DATASET ENTRIES
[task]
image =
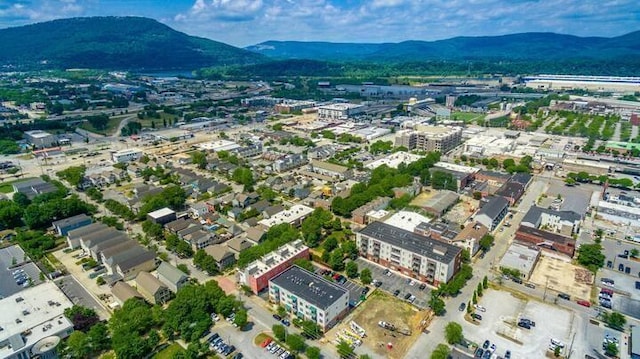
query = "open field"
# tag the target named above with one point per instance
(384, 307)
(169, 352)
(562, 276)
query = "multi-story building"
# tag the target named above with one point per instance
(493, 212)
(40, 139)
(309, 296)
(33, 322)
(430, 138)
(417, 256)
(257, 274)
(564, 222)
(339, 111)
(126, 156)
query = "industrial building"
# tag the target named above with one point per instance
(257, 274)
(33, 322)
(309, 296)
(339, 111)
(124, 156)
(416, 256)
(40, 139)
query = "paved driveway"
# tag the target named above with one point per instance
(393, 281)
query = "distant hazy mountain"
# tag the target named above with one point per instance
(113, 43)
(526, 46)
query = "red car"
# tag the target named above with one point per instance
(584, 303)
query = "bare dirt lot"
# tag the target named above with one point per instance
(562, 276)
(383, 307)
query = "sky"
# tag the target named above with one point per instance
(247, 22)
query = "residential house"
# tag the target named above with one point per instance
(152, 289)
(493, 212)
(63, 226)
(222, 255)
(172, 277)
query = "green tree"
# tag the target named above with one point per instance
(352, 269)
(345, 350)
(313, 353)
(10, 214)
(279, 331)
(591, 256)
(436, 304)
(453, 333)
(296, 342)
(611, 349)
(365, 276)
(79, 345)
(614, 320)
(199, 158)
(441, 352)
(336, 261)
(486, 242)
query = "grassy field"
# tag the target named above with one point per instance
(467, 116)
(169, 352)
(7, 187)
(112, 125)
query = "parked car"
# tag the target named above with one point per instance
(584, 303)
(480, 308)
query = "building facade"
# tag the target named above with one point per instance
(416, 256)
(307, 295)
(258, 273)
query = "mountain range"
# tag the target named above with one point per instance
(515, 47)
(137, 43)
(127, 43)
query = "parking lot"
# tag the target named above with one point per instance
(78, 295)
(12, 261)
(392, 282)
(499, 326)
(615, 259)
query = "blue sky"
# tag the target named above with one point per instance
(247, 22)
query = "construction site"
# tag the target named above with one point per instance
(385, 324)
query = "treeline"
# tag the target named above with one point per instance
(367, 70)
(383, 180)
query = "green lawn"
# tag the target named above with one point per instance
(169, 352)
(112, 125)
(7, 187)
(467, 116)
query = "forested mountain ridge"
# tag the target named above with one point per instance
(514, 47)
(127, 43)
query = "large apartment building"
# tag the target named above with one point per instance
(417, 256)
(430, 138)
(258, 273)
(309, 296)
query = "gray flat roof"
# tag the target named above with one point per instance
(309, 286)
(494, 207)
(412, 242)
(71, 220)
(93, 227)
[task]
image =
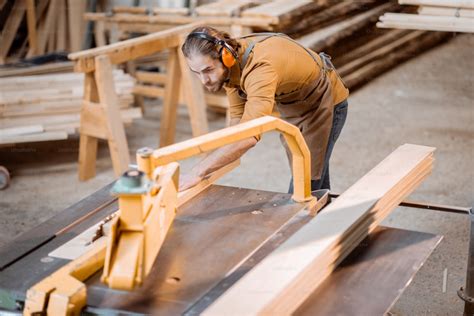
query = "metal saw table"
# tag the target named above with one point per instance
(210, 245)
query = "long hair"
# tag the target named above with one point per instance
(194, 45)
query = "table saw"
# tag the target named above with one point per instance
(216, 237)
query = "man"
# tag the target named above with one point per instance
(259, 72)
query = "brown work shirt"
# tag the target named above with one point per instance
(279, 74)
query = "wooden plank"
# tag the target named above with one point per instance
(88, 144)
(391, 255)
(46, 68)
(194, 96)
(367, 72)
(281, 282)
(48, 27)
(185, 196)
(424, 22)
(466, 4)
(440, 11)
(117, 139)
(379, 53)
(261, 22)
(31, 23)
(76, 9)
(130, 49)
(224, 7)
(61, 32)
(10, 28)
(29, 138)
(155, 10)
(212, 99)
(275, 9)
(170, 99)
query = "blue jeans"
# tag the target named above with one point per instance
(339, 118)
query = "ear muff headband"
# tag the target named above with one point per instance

STATED EXERCISE
Collect every line of the items that contains the string "field", matching case exactly.

SOLUTION TO THE EXERCISE
query = "open field"
query = "grassy field"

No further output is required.